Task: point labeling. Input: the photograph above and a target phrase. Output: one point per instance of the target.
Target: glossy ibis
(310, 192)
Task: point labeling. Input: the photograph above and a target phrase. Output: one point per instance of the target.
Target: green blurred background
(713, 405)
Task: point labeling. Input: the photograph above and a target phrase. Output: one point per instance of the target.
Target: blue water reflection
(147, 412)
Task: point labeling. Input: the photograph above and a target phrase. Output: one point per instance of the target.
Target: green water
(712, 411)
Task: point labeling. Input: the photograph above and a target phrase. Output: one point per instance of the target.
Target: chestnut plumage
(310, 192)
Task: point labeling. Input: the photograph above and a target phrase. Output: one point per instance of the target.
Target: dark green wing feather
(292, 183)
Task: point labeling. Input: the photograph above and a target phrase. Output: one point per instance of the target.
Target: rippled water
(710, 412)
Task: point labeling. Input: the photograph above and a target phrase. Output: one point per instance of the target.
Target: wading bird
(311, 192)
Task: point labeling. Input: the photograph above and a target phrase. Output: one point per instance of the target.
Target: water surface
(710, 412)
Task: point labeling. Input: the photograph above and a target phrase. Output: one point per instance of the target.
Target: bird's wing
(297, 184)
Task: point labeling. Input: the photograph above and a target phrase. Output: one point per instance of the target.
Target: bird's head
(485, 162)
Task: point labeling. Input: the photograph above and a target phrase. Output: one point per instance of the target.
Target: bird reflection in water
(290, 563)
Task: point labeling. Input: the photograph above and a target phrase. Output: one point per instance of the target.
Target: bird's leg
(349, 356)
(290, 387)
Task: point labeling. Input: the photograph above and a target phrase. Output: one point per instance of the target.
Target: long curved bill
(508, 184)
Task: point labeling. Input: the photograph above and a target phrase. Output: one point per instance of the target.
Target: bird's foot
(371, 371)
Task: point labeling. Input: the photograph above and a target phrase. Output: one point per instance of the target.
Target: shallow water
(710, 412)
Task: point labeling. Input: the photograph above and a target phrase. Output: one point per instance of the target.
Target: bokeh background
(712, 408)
--
The full set of records should be duplicated exactly.

Task: point labeling. Input: the photograph above and a target phrase. Output: one point per instance of the target.
Target: glossy ibis
(310, 192)
Task: point labeling. Input: the photograph above and a target phrase. Output: one point per instance of the target.
Target: green blurred background
(713, 405)
Task: point labeling. Input: the photograph above and a target phrase. Output: one point per instance of the target.
Target: blue water reflection
(147, 412)
Task: point labeling. Input: the photograph above and a target phrase. Output: one point per instance of the target.
Target: green water
(712, 411)
Task: point labeling. Input: the photograph above and a target phrase. Output: one point per instance of the target.
Target: chestnut plumage
(310, 192)
Task: point labeling. Input: the photograph above and a target phrase. Output: one point per instance of the target.
Target: dark green wing feather
(292, 183)
Task: point labeling. Input: the photograph above and a target phrase. Output: one point per instance of the target.
Target: rippled water
(710, 412)
Task: point labeling. Input: the photograph above and a target phrase. Output: one point per instance of the target.
Target: wading bird
(311, 192)
Task: point labeling. Input: the photograph above and a target phrase. Output: one point per instance of the target.
Target: water surface
(710, 412)
Task: point labeling. Input: the photograph above and a target phrase. Output: one point per instance of the target.
Target: bird's wing
(297, 184)
Task: point labeling. Input: the photograph above and a target phrase. Output: one point per instance of the target.
Target: bird's head
(485, 162)
Task: point labeling. Input: the photograph above and a target phrase. Output: one point per instance of the target.
Target: bird reflection in water
(290, 563)
Task: point labeling. Input: the photograph above and a target phrase. Output: one point per instance of the target.
Target: bird's leg
(349, 356)
(290, 387)
Task: point labeling. Input: the photograph above and a target phrase. Output: one point per instance of the target.
Target: long curved bill
(508, 184)
Task: point labeling. Input: the photograph above and a target phrase. Output: one point per instance of the target.
Target: bird's foot
(371, 371)
Task: point labeling. Input: the photograph above and a target phrase. Output: one point per instance of the target.
Target: shallow water
(710, 412)
Task: point labeling. Input: the photograph above and a target phrase. Output: one point per instance of the target.
Target: bokeh background
(712, 408)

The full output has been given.